ASSIGNED TASK
Counting task for the data below: how many lines hold the word "surface"? Answer with the number only.

DATA SHOWN

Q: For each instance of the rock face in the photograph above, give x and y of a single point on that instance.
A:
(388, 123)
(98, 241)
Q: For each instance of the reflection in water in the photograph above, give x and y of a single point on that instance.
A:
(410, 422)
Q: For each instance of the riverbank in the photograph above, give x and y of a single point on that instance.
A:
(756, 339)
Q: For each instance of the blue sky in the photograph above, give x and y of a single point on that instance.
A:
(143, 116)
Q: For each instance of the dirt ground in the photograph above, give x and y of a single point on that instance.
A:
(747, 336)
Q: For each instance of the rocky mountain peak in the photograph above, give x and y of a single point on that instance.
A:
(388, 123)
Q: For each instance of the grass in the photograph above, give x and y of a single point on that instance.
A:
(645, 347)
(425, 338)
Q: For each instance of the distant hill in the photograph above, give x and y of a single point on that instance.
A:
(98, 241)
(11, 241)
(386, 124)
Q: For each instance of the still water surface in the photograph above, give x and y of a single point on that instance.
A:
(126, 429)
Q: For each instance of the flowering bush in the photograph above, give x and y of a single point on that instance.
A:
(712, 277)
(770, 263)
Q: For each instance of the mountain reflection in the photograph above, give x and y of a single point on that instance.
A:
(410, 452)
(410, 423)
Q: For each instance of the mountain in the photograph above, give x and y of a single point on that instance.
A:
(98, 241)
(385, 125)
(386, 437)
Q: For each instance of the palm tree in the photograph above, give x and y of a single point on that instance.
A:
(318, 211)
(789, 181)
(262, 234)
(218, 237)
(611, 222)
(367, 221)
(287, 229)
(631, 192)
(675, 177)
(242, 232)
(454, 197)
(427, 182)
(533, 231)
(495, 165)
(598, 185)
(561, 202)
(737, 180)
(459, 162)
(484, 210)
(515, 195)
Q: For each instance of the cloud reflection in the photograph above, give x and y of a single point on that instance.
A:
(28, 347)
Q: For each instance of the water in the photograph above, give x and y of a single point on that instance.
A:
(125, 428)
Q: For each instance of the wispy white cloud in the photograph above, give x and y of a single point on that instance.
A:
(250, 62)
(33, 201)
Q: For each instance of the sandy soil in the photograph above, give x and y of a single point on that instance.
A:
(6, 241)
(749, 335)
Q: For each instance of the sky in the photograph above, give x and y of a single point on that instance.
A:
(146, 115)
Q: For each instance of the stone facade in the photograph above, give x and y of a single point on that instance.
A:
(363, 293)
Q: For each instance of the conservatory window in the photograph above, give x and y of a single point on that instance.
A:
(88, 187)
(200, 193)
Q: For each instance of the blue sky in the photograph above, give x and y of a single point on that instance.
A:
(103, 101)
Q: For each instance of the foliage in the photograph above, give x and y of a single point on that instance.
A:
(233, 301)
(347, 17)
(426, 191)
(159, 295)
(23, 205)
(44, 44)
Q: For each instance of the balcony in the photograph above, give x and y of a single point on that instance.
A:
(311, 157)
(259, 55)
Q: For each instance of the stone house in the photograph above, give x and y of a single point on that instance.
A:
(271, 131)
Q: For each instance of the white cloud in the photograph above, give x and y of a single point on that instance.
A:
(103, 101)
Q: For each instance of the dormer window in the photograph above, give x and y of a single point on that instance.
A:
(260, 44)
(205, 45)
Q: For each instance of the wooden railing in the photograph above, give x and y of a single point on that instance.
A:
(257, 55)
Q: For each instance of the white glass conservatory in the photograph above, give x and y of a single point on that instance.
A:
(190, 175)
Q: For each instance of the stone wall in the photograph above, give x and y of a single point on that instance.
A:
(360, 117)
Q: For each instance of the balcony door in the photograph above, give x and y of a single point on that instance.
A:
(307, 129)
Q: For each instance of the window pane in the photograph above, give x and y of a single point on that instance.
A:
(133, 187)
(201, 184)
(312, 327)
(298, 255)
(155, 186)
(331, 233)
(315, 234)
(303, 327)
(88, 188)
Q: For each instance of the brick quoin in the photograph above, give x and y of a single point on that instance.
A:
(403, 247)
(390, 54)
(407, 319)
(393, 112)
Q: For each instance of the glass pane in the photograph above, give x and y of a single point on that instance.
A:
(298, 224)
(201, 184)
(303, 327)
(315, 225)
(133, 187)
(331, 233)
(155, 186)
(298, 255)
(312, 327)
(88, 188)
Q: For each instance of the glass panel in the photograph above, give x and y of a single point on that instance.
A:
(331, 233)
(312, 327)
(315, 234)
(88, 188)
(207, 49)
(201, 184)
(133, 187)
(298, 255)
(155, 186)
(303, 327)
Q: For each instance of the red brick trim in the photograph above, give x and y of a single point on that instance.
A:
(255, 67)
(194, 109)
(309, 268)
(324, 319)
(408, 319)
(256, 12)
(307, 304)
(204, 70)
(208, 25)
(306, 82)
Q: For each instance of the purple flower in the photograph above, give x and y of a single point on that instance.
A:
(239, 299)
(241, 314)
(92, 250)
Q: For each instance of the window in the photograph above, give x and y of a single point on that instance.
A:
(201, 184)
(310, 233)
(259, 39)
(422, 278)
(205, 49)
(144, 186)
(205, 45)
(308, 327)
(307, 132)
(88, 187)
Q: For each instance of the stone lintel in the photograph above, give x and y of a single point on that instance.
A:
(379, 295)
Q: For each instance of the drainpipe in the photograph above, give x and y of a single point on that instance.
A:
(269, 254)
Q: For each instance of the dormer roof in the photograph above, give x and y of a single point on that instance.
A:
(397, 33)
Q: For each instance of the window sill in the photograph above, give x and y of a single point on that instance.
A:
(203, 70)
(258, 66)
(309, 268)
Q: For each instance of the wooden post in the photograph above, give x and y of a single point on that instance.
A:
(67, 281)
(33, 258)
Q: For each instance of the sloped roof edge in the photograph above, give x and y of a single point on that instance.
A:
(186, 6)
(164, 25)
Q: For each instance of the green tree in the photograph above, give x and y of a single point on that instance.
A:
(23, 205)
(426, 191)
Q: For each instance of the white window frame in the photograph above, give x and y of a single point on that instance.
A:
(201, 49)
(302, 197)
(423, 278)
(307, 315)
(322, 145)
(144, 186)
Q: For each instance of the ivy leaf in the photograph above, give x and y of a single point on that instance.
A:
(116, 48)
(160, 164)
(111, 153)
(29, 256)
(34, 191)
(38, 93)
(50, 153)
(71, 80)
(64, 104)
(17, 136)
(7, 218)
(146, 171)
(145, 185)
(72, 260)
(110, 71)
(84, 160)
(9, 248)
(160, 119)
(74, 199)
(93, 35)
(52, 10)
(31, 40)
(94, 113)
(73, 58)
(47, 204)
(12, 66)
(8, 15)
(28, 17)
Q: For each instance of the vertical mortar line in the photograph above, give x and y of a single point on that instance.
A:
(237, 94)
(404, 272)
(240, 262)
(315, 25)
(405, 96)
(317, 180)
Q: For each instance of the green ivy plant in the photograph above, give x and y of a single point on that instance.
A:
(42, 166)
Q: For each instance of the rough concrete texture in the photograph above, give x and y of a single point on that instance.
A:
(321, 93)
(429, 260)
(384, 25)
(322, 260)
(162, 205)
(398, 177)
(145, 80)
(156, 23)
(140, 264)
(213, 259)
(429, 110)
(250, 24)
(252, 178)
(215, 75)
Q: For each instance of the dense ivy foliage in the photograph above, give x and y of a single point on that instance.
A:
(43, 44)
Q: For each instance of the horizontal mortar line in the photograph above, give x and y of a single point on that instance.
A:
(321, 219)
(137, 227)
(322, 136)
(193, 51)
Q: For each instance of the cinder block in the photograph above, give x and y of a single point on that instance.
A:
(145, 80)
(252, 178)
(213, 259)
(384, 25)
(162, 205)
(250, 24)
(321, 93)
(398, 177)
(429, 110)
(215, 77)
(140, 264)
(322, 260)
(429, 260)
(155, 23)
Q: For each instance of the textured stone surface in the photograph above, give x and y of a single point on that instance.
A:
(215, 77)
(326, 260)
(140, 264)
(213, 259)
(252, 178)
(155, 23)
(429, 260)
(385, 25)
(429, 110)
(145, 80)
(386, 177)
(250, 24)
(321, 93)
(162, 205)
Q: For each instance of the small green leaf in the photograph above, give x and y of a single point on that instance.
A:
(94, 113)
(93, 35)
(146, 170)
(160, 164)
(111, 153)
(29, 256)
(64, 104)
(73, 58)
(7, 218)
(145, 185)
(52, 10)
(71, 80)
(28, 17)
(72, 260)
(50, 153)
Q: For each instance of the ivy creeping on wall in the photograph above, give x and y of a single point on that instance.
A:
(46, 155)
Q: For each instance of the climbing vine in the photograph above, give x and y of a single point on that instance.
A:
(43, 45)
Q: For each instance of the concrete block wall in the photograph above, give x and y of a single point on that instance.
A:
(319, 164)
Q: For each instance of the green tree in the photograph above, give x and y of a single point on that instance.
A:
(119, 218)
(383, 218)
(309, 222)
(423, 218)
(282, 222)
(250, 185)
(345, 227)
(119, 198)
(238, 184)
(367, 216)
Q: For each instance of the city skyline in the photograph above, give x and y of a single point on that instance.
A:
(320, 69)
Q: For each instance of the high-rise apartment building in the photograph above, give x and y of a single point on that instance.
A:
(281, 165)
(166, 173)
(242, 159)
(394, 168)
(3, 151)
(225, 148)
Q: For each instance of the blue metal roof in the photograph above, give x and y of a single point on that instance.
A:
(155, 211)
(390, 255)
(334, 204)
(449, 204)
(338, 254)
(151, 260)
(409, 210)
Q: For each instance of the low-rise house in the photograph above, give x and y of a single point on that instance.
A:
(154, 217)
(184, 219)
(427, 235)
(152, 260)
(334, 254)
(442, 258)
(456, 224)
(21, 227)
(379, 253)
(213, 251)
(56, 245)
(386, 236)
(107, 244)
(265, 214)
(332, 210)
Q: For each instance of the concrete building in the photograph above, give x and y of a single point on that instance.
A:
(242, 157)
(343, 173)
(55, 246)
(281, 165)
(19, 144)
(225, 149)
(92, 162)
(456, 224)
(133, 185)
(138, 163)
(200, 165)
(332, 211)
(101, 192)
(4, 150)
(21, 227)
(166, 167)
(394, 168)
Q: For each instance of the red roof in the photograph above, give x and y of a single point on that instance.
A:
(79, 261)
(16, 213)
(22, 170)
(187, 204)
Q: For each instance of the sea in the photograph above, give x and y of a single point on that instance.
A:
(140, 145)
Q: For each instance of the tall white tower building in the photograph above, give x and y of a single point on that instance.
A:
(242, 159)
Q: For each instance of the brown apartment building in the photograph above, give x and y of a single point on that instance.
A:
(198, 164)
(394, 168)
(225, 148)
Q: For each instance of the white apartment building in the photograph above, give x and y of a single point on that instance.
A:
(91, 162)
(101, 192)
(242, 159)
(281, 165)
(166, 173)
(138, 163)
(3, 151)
...
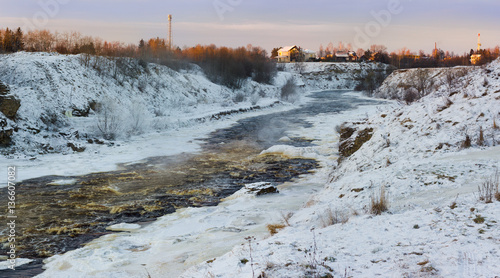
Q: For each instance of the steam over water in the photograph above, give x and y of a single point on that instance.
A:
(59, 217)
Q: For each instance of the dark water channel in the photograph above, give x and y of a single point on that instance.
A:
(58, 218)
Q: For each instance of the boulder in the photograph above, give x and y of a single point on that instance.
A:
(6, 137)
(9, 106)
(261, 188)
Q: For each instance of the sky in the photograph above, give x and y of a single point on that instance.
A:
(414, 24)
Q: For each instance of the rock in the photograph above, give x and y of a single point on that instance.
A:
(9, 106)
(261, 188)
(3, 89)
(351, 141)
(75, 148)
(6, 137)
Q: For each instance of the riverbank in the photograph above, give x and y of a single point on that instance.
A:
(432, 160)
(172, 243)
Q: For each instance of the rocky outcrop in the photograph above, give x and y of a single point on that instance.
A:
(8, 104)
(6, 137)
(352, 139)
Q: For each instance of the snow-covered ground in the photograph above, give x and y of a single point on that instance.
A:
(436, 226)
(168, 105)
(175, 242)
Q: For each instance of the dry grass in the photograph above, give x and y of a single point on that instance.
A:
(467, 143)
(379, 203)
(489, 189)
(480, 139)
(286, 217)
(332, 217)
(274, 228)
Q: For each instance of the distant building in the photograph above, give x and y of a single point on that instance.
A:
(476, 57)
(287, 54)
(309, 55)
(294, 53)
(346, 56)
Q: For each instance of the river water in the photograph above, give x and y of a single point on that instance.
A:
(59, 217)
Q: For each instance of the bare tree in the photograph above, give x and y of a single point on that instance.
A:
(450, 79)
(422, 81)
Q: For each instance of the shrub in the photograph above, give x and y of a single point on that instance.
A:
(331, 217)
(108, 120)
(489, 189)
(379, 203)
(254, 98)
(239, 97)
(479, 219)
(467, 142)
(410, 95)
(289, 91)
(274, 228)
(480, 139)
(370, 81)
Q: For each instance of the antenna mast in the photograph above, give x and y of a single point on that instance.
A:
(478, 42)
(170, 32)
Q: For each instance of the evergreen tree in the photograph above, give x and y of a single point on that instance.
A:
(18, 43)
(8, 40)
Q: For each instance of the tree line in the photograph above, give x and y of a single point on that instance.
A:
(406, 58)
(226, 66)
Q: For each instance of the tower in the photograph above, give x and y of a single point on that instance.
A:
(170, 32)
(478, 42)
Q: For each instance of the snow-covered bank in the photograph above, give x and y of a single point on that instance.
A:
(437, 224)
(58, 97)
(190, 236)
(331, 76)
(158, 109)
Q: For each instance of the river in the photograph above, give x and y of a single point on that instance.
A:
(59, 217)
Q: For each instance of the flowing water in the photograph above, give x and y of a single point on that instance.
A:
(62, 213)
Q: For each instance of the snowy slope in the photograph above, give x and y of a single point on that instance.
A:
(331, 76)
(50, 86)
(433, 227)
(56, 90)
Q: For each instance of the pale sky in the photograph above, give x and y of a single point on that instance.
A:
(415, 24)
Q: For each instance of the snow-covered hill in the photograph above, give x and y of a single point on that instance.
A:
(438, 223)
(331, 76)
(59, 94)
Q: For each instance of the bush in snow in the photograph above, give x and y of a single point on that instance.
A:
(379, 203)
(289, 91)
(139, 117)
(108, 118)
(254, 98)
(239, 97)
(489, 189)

TASK OUTPUT
2